Goal ::
Repeat word for word the lines in the entries below, from the line with "Where can you see the green tree" up to and including the line with "column 248, row 879".

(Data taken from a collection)
####################
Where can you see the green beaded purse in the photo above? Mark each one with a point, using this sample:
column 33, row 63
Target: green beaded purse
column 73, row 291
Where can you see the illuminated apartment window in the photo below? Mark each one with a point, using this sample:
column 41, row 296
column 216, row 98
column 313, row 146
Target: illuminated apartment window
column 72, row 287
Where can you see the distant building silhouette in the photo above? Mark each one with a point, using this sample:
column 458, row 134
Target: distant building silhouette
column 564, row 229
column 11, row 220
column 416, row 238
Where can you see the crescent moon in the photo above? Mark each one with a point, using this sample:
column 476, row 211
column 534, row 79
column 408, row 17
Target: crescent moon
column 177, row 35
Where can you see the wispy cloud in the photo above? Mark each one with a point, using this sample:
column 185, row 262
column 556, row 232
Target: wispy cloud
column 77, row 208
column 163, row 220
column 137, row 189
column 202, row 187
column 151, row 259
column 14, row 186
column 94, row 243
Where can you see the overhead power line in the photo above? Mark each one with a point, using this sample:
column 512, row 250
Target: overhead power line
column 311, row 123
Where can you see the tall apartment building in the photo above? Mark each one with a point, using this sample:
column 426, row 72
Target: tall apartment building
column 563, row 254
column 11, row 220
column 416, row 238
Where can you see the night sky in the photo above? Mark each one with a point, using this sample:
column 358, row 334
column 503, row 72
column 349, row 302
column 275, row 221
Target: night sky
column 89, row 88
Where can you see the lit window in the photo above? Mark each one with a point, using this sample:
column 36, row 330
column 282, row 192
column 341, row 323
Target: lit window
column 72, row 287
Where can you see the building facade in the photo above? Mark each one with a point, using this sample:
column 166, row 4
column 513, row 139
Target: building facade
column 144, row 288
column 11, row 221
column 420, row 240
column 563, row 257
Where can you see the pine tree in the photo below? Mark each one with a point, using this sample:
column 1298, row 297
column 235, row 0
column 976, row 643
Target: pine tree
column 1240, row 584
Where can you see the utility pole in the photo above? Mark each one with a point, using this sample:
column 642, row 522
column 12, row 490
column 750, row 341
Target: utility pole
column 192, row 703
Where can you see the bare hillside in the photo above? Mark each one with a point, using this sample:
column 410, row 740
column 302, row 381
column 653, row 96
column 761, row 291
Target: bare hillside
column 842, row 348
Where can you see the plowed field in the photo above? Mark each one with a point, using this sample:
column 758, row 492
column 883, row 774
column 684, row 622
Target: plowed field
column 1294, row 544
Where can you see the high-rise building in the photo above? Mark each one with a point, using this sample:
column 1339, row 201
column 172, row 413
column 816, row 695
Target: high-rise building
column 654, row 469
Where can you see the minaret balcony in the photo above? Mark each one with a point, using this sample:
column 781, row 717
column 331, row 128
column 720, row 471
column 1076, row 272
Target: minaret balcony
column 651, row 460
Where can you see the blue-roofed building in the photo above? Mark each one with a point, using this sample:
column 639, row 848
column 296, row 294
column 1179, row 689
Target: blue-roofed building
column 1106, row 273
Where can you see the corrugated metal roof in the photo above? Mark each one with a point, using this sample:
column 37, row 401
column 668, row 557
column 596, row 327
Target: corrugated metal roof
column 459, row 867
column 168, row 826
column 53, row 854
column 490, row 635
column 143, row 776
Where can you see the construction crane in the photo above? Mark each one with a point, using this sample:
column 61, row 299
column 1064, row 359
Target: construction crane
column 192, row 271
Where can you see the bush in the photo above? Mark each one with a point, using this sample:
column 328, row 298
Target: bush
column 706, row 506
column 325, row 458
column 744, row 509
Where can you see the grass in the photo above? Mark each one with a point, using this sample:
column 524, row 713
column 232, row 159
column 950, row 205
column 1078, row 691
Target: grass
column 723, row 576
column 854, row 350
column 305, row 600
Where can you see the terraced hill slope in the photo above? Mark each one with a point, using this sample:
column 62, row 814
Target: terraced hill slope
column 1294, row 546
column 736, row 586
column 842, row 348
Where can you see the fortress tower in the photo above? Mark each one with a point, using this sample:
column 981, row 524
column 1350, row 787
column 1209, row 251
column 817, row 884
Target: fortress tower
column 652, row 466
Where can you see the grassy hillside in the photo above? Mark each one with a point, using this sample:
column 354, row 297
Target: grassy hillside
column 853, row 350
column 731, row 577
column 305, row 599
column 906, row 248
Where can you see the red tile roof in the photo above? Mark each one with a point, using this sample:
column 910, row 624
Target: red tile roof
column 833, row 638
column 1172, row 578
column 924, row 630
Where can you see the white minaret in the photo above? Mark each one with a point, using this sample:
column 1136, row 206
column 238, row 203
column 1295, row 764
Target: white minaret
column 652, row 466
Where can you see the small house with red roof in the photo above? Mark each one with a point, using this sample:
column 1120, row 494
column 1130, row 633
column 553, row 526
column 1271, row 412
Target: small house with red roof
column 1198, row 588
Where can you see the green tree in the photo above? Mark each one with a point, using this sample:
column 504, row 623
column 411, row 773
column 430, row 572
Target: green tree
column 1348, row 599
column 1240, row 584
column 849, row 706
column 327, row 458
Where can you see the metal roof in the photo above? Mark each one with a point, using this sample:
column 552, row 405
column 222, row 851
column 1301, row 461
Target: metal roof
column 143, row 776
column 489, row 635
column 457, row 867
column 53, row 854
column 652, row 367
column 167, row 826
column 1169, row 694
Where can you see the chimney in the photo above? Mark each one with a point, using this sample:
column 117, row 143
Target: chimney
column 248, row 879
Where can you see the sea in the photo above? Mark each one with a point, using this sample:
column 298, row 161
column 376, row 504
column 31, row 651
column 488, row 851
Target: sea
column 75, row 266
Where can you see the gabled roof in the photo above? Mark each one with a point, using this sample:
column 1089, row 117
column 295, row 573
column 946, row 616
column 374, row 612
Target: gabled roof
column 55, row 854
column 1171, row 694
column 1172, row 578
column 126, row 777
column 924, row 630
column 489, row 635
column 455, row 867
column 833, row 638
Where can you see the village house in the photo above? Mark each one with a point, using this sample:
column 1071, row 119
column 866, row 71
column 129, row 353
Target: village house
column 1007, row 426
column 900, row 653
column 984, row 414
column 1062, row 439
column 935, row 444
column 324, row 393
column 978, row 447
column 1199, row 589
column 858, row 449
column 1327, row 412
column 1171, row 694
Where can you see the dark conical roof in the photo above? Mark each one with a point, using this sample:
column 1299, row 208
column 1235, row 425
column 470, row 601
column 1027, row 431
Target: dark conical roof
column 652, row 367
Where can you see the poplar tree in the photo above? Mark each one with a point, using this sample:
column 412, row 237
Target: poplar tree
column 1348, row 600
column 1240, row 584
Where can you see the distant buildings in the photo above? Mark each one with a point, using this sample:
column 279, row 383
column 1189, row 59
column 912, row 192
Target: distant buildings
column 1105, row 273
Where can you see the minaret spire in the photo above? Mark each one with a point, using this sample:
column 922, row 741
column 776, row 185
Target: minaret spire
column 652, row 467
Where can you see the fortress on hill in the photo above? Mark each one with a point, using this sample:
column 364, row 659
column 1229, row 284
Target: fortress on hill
####################
Exercise response ::
Where can you see the green tree in the photo above? Mark each one with a point, using this sample:
column 504, row 623
column 411, row 773
column 430, row 572
Target: green tree
column 1348, row 599
column 1240, row 584
column 849, row 706
column 327, row 458
Where can you see the metal roof in the photo above? Mark each one with a point, using this sample:
column 552, row 405
column 222, row 851
column 1301, row 461
Target: metal roof
column 143, row 776
column 489, row 635
column 457, row 867
column 53, row 854
column 652, row 367
column 167, row 826
column 1169, row 694
Where can you see the chimney in the photo above? Mark each one with a point, using this sample:
column 117, row 143
Target: chimney
column 248, row 879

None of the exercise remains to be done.